◆ 課題 1: ステロイド治療をめぐる文章では、大塚氏の肩書はどう書かれているか。
◆ 課題 2: ステロイド治療をめぐる文章を、最後の文の後から書き継いでください。

じっくり、患者に向き合って、彼らの話を真摯に聞くことから、患者との信頼関係が始まるのだろう。
https://www.buzzfeed.com/jp/atsushiotsuka/atopic-dermatitis-steroid 批判
皮膚にもステロイド産生能がある。ということは、ステロイド依存症が皮膚に起こり得ることを示唆する。
大塚京都大学医学部特定准教授(皮膚科兼任)が書かれた「手紙」がツイッター上をにぎわしている。
大塚先生が脱ステママに対して、どう答えるべきか?
それは言い訳や脅しやママの考えが間違っているということではない。
それほどまでに考えているなら、非ステ治療をしてみましょう。
あるいは、非ステ治療に精通している病院を紹介しましょう。
という言葉だ。阪南中央病院皮膚科が脱ステ治療をしているのは、ご存じではないと言われるのでしょうか?
非ステ治療ができないなら、学習すればよい。
決して「これまで大変でしたね。あとは専門家に任せてください」という言葉ではない。
これこそ、医師の思い上がりだ。
こういう医師のところには、脱ステママは相談に行かないだろう。
実際、京都では総合病院小児科で、非ステ治療をされたところもある。

[保存済みエントリ]

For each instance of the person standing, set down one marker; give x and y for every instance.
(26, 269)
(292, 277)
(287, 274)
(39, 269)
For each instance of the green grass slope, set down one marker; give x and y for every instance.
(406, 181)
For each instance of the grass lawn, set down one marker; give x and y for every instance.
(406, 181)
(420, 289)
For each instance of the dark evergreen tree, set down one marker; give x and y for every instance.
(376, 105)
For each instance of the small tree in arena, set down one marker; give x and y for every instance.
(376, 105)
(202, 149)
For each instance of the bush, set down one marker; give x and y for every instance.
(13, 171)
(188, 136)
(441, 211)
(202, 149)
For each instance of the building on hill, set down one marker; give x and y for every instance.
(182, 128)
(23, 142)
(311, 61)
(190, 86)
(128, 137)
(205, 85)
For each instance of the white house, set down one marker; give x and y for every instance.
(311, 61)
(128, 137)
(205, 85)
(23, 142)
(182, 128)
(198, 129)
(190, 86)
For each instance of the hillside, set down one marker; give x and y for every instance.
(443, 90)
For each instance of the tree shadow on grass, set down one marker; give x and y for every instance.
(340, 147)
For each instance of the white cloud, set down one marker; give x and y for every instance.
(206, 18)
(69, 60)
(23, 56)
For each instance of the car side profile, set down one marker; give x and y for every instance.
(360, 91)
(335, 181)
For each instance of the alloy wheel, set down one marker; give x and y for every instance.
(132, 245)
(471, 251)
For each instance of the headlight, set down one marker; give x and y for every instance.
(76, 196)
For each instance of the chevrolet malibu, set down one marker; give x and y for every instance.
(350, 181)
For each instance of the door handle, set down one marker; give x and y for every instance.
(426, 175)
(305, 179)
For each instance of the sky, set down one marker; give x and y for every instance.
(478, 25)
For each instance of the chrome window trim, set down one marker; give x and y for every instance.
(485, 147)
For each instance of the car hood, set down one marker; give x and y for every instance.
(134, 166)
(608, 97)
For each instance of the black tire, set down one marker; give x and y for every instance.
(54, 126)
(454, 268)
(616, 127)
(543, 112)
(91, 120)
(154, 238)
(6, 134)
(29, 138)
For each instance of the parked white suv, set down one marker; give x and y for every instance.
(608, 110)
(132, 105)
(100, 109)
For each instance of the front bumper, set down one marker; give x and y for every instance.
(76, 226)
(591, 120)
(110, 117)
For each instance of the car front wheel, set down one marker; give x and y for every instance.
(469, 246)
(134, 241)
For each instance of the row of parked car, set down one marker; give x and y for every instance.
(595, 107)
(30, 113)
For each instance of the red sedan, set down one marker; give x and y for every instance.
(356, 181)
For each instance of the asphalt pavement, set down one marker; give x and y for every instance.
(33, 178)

◆ 出力 1: 京都大学医学部特定准教授(皮膚科兼任)。

◆ 出力 2:
関東、東北、九州、沖縄等の医療機関で、患者の希望で阪南中央病院皮膚科への紹介状を書かれた病院も多数にのぼる。最近は、全世界的に、脱ステ・脱保湿治療が広まっており、東南アジア、韓国、アメリカ等からセカンドオピニオンを求めて阪南中央病院に相談に来られる方も増えているそうだ。
①脱ステママの考えは間違いだと大塚先生は書かれている。大塚先生は、
がんばったねと言いながら、中身は間違っていると言う。
ステロイドへの誤解ではなく、正しい知識を持ってもらい、しっかり塗ってもらう。
ステロイドに関するあらゆるデマのすべてに反論を用意している。
正しく使えば怖くないのに、なぜ使わない?
だから専門家に任せなさい。
やり方は間違っていたかもしれないが、お母さんなりに頑張ってきたから、愛情ま
で否定しない。
と、様々な言い方をしている。
要するに、今まで頑張ったね。でも考えは間違っているよ。専門家に任せなさい。ということだ。
いかがでしょうか?脱ステママの気持ちに沿った対応でしょうか?
②慎重に正しく使えば副作用なく効果が得られる(よく言われるフレーズ)
まぶたには長期間塗るのは避けたほうが良い→緑内障が起こり得る。
顔には2週間以上継続して塗らない。
顔に塗る期間についてはある程度評価できる。しかし、これを守っている医師はどれ位いるだろうか?
以前、H病院を受診した0歳の子は、1か月顔にリンデロンを塗ると説明を受けた。皮膚科専門医に。
慎重に正しく使う?どういう使い方なんだ?
③ステロイド以外の武器が増えた
20年前、顔に強いステロイドを塗って起こる酒さ様皮膚炎はプロトピックで減少
デュピクセント(http://database.japic.or.jp/pdf/newPINS/00067283.pdf(デュピルマ
ブ))の注射がある。
プロトピックは2歳以上が対象。デュピクセントは成人難治性患者が対象。
0歳の赤ちゃんに対して、いつまで治療を続けさせるのか?以前、すくすく子育てで、東京成育医療センターの大矢先生は、「小学校まで頑張ってくれたら」と発言されていたのを思い出す。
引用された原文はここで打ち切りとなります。